Текст:
****************************************

Уголовники соединились с мусорами

Влада Андрианова можно смело назвать человеком-легендой. Ведь для нас пластинка «По волне моей памяти» явилась (если полюбить штампы) «глотком свежего воздуха». Давид Тухманов нашел точку опоры и… перевернул мир советской эстрады. Находясь за железным занавесом, мы и не предполагали, что может существовать что-то достойное на русском языке. Тухманов сделал хороший ход: взял классическую поэзию и добавил современную музыку. То был домашинно-временной период.

 

Воспоминания и настоящее -  в интервью журналу "Ура Бум Бум" . Корреспондент Алик Гоч (он же Ким-ир-Сен) - на снимке Сергея Емельяненко.

Воспоминания и настоящее - в интервью журналу "Ура Бум Бум" . Корреспондент Алик Гоч (он же Ким-ир-Сен) - на снимке Сергея Емельяненко.

Голос Андрианова звучит с пластинки «По волне моей памяти»…  А пел Влад в легендарных группах того времени… Того, что было 20 лет назад.

 

Воспоминания и настоящее —  в интервью журналу «Ура Бум Бум» . Корреспондент Алик Гоч (он же Ким-ир-Сен):

К-и-С Начнем по порядку? 

ВА Я и не предполагал, что  буду петь. Я хотел быть футболистом. Но…1966-ой год, 1 курс музучилища, хоровое пение на улицах Ростова песен БИТЛЗ, радость…

 

Улица Пушкинская. Рейды мусоров, которые подъезжали прямо к лавочкам обрезать нам волосы. Мы носили узкие брюки и сапоги на каблуке. Было сильно движение хиппи, и оно влияло. Кагор, вермуты, ломанный русско-английский… Словом, от мусоров мы выхватывали каждый день. 

На Пушкинской погибли две мои акустические гитары. Для мусоров это был прямо-таки ритуал — обрезание волос и разбивание гитар о лавку. Инквизиция с ножницами.

 В училище был преподаватель Сомаль, доказывавший, что минорная доминанта не применяется перед мажорной. Мы приносили ему «Сержанта Пеппера» , где все это явно присутствовало, но… Но это было чудо!

****************************************

Записи с разметкой положения объектов:
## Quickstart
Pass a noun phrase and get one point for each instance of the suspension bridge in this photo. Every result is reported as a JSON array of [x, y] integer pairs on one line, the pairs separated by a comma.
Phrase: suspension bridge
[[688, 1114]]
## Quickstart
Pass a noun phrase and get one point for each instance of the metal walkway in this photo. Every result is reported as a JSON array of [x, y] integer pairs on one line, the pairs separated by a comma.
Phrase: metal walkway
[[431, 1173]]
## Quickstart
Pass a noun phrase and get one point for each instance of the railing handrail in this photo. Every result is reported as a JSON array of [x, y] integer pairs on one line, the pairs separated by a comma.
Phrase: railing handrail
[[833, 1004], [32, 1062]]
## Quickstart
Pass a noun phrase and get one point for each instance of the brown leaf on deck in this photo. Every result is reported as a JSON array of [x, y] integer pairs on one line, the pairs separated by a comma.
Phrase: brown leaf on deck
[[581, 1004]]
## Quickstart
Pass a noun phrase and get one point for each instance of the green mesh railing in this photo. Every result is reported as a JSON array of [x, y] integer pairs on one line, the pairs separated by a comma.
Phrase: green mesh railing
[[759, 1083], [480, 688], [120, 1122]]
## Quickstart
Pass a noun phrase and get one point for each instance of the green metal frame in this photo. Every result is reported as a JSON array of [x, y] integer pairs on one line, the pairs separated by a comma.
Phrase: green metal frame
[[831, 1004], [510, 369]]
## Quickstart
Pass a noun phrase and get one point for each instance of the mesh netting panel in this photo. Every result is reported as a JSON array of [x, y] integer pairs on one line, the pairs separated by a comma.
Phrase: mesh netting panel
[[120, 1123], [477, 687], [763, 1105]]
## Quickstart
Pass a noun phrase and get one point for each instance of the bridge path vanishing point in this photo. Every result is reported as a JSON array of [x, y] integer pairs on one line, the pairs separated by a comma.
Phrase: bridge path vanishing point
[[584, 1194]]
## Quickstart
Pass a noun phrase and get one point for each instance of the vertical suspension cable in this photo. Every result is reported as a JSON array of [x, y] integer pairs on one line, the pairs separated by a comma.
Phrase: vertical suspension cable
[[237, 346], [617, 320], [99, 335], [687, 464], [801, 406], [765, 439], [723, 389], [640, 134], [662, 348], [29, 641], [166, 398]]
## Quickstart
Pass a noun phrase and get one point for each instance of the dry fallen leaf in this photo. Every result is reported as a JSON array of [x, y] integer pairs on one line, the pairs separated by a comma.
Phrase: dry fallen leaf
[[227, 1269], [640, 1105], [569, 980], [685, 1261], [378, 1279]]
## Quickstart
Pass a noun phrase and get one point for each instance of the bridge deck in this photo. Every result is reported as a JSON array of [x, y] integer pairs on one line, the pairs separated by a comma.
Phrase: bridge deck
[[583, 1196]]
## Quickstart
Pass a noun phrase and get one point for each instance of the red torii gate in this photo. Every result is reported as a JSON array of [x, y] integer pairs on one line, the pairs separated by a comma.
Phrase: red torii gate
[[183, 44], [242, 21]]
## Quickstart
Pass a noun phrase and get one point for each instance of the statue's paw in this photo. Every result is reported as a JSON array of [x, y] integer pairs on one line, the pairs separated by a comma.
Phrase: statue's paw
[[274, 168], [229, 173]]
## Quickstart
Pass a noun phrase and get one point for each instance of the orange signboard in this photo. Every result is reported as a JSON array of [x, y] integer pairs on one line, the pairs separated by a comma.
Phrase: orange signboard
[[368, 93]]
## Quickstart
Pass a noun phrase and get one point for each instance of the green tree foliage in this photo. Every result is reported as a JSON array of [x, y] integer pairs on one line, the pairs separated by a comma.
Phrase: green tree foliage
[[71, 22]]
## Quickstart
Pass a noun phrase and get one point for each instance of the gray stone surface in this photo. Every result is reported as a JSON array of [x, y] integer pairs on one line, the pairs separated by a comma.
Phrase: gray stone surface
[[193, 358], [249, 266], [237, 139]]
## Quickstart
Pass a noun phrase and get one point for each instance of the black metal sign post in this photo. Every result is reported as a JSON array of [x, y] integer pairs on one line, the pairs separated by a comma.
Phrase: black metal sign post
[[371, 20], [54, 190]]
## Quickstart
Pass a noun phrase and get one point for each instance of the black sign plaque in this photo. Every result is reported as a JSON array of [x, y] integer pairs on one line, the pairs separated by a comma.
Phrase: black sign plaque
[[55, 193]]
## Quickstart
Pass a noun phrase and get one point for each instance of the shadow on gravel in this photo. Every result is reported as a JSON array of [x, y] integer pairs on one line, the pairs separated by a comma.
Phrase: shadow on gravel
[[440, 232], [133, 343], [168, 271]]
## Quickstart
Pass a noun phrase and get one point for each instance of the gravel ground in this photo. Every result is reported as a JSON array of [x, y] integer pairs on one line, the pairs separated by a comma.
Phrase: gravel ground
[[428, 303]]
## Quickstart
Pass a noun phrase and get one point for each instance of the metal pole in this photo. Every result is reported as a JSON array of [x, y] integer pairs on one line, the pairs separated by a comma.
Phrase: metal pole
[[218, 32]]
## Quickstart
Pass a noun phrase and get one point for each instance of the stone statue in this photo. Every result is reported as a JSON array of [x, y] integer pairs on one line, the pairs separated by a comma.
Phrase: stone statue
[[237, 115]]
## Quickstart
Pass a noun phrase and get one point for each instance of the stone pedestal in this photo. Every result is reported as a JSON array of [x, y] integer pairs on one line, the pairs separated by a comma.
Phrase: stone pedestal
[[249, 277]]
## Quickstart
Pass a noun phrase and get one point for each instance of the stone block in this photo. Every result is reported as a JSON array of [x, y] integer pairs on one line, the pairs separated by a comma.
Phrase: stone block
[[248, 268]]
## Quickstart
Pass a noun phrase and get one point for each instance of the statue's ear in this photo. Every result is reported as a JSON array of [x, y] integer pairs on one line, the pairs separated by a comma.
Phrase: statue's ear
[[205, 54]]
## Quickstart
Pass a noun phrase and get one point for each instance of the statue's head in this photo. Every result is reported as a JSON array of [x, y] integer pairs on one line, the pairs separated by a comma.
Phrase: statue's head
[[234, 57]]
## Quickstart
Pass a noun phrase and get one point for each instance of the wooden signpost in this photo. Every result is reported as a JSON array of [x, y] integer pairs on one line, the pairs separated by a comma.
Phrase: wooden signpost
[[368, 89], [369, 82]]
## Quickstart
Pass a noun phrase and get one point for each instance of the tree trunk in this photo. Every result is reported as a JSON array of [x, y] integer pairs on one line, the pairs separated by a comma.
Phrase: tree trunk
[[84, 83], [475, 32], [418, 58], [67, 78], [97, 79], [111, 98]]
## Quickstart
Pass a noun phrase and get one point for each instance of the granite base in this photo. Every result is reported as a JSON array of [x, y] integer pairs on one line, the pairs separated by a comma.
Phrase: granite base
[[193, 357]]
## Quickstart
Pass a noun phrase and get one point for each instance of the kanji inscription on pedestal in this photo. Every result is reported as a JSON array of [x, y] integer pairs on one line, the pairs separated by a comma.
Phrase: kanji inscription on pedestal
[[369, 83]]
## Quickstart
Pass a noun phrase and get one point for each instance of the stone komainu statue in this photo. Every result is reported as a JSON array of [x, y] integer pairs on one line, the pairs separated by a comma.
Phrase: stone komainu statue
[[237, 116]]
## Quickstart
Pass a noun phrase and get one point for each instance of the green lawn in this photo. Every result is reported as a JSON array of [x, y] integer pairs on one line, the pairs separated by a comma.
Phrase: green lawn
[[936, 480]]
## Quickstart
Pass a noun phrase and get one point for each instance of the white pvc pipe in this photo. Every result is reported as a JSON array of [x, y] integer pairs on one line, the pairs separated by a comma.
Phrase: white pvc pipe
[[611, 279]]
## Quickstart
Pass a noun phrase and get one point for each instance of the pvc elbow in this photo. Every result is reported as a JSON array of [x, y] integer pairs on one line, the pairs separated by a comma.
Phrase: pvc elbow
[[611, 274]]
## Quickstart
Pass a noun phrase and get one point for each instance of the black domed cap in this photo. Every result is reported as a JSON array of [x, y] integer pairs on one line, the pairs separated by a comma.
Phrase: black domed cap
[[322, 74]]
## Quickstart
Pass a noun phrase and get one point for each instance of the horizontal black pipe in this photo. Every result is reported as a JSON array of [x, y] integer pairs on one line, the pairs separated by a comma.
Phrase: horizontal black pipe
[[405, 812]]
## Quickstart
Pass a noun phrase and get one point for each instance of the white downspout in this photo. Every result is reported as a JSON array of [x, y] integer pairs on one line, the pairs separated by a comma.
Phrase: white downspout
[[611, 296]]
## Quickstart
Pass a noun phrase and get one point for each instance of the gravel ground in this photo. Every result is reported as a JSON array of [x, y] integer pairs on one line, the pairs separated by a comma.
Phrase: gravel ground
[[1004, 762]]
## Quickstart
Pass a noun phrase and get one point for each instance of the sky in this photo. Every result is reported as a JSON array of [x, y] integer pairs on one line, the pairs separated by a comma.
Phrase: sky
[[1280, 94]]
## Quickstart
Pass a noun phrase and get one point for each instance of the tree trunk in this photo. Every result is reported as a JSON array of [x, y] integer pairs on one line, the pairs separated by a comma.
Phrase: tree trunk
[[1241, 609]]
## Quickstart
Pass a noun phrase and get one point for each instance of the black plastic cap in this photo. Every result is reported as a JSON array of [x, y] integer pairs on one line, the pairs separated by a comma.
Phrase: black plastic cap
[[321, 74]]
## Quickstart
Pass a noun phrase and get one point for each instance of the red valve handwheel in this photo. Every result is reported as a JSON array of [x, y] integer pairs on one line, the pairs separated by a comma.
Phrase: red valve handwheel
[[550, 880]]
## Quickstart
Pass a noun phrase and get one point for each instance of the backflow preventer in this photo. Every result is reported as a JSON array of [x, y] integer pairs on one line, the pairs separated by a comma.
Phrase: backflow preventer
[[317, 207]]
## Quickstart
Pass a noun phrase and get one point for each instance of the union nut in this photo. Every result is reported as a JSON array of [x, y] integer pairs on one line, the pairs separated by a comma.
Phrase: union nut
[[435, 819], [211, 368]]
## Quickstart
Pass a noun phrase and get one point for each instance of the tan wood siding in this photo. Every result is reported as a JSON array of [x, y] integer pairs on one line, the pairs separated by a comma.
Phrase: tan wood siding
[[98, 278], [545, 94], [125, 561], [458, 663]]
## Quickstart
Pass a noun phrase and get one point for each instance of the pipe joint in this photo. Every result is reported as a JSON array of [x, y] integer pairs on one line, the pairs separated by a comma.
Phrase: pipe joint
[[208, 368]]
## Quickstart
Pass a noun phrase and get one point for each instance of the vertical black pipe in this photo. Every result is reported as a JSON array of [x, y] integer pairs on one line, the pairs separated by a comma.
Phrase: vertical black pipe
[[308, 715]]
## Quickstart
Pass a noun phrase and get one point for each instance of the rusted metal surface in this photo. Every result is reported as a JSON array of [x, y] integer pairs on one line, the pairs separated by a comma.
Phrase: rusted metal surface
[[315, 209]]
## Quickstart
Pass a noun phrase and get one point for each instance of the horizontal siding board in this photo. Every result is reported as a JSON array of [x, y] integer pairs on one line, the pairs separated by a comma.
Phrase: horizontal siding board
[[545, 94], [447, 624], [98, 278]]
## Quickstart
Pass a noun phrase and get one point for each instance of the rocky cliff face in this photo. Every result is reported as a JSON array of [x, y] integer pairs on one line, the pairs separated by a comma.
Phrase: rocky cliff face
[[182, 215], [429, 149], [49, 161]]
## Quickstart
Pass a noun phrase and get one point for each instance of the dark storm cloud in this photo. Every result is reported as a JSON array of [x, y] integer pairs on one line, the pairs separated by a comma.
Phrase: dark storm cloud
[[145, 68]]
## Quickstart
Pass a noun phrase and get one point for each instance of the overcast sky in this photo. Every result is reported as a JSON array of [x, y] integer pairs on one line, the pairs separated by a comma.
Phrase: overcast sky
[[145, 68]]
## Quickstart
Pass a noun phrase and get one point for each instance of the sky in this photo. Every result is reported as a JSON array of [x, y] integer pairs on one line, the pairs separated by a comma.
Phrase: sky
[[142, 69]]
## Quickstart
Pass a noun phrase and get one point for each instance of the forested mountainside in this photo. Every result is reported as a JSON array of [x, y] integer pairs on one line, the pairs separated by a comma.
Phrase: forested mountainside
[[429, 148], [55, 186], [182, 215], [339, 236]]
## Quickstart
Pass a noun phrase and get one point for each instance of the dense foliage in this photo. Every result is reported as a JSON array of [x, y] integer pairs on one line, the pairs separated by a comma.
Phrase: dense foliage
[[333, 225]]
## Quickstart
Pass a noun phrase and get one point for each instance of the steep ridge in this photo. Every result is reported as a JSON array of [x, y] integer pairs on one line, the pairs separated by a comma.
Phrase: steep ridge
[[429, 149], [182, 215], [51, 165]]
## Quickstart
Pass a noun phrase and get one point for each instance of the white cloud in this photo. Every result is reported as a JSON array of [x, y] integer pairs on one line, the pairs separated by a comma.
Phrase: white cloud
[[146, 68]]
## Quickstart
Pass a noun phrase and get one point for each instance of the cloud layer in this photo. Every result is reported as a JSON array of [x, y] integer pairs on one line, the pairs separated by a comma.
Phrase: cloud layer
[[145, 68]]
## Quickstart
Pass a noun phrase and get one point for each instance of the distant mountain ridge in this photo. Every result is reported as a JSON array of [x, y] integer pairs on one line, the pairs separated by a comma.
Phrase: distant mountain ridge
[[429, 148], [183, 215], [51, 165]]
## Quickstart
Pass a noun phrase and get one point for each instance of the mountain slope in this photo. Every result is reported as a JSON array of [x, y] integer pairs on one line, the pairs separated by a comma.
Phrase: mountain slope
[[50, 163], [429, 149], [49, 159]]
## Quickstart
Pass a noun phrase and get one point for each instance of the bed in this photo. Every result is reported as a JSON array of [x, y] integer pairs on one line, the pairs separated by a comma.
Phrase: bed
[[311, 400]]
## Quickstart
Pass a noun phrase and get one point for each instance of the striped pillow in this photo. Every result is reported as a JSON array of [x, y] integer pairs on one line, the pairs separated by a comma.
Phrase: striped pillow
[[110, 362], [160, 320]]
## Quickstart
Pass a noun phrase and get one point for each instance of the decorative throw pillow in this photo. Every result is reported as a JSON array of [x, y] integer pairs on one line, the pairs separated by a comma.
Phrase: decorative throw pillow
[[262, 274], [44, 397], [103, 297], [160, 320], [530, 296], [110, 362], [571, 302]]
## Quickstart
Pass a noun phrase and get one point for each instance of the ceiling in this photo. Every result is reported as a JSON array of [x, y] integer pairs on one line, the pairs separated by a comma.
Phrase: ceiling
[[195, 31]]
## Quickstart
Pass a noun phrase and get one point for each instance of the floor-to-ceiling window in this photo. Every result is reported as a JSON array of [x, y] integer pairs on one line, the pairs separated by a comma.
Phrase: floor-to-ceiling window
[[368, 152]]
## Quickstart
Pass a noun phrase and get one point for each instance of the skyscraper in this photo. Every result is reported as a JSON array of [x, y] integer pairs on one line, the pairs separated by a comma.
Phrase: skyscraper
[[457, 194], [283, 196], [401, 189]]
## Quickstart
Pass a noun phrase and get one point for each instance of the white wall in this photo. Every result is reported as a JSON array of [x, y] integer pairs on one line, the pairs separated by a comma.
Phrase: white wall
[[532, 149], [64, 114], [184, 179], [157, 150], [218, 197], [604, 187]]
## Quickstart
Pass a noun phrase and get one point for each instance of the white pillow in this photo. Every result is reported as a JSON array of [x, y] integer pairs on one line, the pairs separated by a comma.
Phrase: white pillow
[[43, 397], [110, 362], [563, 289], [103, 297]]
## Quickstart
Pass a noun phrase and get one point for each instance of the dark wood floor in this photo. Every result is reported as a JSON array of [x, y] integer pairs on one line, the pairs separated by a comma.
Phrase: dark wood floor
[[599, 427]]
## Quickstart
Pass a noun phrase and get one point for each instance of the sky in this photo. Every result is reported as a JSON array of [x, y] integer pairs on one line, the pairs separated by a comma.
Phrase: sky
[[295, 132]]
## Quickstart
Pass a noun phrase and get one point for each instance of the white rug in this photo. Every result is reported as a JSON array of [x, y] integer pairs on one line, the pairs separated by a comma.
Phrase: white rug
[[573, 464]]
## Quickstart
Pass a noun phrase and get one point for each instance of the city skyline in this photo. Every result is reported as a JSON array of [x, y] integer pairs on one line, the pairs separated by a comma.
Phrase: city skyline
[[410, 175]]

****************************************

Задания для выполнения:
1/ Переименуйте «Quickstart» в «Getting started» в записях, начиная с самого начала записей и заканчивая строкой, где стоит «[[831, 1004], [510, 369]]», включая обе границы. Выведите только этот отрезок, всё прочее в нём оставьте без изменений.
2/ Продолжите интервью с Владом Андриановым сразу после последней приведённой в нём фразы.

Ответы по заданиям:
1/
## Getting started
Pass a noun phrase and get one point for each instance of the suspension bridge in this photo. Every result is reported as a JSON array of [x, y] integer pairs on one line, the pairs separated by a comma.
Phrase: suspension bridge
[[688, 1114]]
## Getting started
Pass a noun phrase and get one point for each instance of the metal walkway in this photo. Every result is reported as a JSON array of [x, y] integer pairs on one line, the pairs separated by a comma.
Phrase: metal walkway
[[431, 1173]]
## Getting started
Pass a noun phrase and get one point for each instance of the railing handrail in this photo. Every result is reported as a JSON array of [x, y] integer pairs on one line, the pairs separated by a comma.
Phrase: railing handrail
[[833, 1004], [32, 1062]]
## Getting started
Pass a noun phrase and get one point for each instance of the brown leaf on deck in this photo. Every result is reported as a JSON array of [x, y] integer pairs on one line, the pairs separated by a comma.
Phrase: brown leaf on deck
[[581, 1004]]
## Getting started
Pass a noun phrase and get one point for each instance of the green mesh railing in this photo. Every result is reported as a JSON array of [x, y] integer pairs on one line, the pairs separated by a comma.
Phrase: green mesh railing
[[759, 1083], [480, 688], [120, 1122]]
## Getting started
Pass a noun phrase and get one point for each instance of the green metal frame in this photo. Every result is reported as a JSON array of [x, y] integer pairs on one line, the pairs separated by a comma.
Phrase: green metal frame
[[831, 1004], [510, 369]]

2/
Устраивались — кто как мог. Некоторые в КГБ пели, в клубе Дзержинского на Энгельса. Комитет льготы давал — места,  где можно поиграть, попеть. А петь БИТЛЗ в комитете — тяжко.

Если вечером ты посидел на Пушкинской, то наутро тебе обеспечены две проблемы — посещение парикмахерской и поиски нового инструмента.  А инструментов не было вообще! Выпиливался корпус, обтягивался плюшем! Материал добывался путем разрезания любимого плюшевого мишки —  косили под косматые гитары ДОРС. Ты представляешь, что за звук извлекался? Хотя пипл перся! Потом появился Виталий Беломестный, который стал производить гитары.

К-и-С Из  людей  того  времени  кто,  по-твоему,  состоялся? 

ВА Путилин, Егоров Сережка. Да, пожалуй, больше и никого. 

К-и-С Пластинки слушали на костях, информации — ноль,  а народ перся. Теперь же  есть все, и нет кайфа. Отчего?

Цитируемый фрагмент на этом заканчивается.